'''
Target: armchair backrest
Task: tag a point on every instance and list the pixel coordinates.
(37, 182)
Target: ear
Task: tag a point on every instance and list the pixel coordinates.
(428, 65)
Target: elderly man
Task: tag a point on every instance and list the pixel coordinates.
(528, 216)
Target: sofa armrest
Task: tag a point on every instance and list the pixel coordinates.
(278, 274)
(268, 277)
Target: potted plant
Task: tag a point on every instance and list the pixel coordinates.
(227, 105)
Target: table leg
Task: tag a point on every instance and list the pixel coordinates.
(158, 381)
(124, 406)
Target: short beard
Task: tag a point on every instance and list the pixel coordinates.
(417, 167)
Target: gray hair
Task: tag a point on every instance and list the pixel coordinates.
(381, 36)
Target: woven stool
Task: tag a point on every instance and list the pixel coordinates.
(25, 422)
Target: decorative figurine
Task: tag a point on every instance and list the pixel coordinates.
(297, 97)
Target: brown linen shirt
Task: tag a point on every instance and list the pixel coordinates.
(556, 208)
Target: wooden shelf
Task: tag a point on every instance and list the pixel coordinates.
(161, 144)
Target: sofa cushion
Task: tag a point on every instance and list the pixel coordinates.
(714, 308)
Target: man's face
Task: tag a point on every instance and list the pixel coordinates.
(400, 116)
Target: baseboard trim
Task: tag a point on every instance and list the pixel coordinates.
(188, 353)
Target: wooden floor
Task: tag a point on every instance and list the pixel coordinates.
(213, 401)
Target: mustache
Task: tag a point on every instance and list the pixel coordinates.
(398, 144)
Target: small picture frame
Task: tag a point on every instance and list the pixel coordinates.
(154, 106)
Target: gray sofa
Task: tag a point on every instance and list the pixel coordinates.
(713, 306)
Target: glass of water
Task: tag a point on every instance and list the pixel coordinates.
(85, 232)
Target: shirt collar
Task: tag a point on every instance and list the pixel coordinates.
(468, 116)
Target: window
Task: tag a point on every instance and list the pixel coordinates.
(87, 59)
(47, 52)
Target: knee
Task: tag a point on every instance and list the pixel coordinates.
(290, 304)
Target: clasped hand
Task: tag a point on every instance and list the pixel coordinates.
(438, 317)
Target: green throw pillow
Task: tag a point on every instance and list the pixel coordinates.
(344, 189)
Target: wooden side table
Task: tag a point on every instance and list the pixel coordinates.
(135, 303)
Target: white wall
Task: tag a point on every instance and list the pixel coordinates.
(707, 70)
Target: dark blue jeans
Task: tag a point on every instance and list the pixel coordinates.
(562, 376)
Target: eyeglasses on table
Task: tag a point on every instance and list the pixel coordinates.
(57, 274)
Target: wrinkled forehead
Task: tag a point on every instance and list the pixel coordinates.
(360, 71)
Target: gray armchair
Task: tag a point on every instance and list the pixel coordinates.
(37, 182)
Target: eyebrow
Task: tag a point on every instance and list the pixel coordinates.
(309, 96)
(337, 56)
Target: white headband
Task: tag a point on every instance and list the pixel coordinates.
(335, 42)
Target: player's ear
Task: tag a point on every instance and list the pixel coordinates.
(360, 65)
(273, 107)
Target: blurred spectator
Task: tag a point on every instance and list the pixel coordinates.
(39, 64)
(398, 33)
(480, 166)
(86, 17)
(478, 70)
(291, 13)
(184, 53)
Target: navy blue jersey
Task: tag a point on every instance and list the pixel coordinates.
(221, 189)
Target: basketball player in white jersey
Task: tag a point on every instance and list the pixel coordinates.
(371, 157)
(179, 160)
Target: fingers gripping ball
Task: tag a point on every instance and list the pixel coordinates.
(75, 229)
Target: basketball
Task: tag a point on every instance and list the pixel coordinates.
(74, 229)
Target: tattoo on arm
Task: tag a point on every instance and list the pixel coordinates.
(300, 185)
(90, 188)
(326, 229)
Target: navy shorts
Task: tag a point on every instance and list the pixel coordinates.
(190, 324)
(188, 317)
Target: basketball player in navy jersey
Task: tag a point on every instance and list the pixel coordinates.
'''
WORK ITEM -> Return, unchanged, the run of lines above that opens with the line containing "Target: glass of water" and closes with the line containing "Target: eyeglasses on table". Include both.

WRITTEN RESPONSE ->
Target: glass of water
Task: tag a point on every instance and list the pixel coordinates.
(85, 232)
Target: shirt collar
Task: tag a point on every instance and list the pixel coordinates.
(468, 116)
Target: window
Task: tag a point on every instance and list the pixel coordinates.
(87, 59)
(47, 52)
Target: knee
Task: tag a point on every instance and list the pixel coordinates.
(290, 304)
Target: clasped hand
Task: tag a point on every instance and list the pixel coordinates.
(438, 317)
Target: green throw pillow
Task: tag a point on every instance and list the pixel coordinates.
(344, 189)
Target: wooden side table
Task: tag a point on every instance and list the pixel coordinates.
(135, 303)
Target: white wall
Task: tag a point on every instance and list the pixel coordinates.
(707, 70)
Target: dark blue jeans
Task: tag a point on every instance and list the pixel coordinates.
(562, 376)
Target: eyeglasses on table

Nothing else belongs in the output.